## TASK PROMPT
Scan the entries below for the string "sweater" and copy every line where it turns up.

## Data items
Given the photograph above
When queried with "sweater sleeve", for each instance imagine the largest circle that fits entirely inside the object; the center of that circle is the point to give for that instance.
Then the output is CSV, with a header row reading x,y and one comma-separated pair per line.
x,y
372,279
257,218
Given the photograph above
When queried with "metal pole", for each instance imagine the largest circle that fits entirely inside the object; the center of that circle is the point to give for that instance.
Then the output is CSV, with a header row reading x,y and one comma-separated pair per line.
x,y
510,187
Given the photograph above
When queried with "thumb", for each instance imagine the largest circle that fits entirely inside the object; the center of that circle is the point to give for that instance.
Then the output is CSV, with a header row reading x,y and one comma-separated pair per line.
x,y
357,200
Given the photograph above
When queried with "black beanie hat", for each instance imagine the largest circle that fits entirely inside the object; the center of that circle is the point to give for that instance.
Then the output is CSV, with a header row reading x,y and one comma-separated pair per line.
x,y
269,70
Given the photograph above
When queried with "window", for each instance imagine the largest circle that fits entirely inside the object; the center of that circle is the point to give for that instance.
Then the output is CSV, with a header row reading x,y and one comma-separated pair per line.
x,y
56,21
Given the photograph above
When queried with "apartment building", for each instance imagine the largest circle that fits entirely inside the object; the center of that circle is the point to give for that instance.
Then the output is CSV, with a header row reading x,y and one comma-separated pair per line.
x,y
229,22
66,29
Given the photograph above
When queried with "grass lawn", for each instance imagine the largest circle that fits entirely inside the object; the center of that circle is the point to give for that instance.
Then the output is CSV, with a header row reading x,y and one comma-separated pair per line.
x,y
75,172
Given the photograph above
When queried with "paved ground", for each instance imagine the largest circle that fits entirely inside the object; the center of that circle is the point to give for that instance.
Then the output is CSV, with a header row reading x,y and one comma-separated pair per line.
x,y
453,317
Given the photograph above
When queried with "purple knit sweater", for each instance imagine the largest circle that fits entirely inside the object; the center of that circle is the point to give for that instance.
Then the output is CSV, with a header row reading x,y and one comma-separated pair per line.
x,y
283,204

## THE COMPLETED TASK
When queried with "sweater sleeve", for each instance imagine the largest circle that fits entirely inside the object; the center of that circle is the point to give for that instance.
When queried with "purple knit sweater", for each instance imagine the largest circle that fits entirely inside the object; the center of that circle is the point to give for that instance.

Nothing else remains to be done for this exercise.